**PROVIDED RECORDS**
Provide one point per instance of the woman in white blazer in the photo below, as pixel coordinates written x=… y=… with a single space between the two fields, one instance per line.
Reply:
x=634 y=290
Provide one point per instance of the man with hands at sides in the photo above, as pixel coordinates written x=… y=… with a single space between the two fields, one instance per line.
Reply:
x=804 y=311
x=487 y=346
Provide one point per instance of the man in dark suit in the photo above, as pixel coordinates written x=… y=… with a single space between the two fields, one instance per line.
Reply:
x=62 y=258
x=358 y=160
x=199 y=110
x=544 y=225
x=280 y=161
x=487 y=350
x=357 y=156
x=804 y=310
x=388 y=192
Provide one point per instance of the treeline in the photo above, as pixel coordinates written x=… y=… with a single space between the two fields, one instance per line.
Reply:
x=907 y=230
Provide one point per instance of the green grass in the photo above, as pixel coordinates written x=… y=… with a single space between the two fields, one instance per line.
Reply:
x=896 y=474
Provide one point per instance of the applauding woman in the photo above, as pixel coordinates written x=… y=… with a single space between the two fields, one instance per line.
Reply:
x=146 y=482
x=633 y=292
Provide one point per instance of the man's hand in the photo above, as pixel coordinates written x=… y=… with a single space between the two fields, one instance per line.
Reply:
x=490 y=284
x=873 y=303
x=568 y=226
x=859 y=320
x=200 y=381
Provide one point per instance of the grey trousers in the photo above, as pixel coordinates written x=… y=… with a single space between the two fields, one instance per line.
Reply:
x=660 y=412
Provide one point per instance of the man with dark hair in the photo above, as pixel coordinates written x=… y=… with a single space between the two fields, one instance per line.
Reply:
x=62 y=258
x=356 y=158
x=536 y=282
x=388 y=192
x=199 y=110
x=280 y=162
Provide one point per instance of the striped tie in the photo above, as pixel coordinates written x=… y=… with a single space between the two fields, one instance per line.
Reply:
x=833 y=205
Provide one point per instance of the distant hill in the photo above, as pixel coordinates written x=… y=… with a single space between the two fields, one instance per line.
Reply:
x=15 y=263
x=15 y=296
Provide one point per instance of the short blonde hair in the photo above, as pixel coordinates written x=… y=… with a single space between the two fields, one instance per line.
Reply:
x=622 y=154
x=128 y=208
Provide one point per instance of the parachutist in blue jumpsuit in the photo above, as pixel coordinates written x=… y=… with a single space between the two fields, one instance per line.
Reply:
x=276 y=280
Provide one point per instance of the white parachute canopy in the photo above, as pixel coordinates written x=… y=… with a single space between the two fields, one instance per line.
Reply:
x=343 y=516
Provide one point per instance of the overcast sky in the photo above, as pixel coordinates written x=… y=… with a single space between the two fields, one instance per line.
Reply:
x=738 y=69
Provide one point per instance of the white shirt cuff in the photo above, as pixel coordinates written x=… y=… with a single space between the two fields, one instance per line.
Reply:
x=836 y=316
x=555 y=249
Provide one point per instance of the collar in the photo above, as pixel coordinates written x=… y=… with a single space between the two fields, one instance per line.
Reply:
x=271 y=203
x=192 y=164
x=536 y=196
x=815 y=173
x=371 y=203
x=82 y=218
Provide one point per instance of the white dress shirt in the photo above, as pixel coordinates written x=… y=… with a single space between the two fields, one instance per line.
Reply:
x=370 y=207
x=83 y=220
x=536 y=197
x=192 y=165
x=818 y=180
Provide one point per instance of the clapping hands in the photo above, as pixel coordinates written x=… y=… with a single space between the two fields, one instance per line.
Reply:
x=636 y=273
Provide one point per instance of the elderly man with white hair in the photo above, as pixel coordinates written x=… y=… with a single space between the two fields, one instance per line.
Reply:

**AIM OF THE TASK**
Give the part of the listing above that opens with the line containing "Provide one point per instance of the short" and closes with the line containing "x=343 y=516" as a Markdown table with the columns Row and Line, one line per row, leaving out blank lines.

**RESULT OF THE TASK**
| Row | Line |
|---|---|
| 1 | Provide one point per instance of the short blonde hair in the photo above, as pixel coordinates written x=… y=… with a single space between the two fields, one instance per line. |
| 2 | Reply: |
| 3 | x=622 y=154 |
| 4 | x=128 y=208 |
| 5 | Provide one point per instance of the parachutist in blue jumpsuit in the photo above, as pixel coordinates written x=… y=… with a single space between the two fields, one instance per line. |
| 6 | Reply: |
| 7 | x=276 y=280 |
| 8 | Provide one point per instance of the white parachute canopy in the photo above, as pixel coordinates written x=… y=… with a single space between the two fields, one instance per line. |
| 9 | Reply: |
| 10 | x=343 y=516 |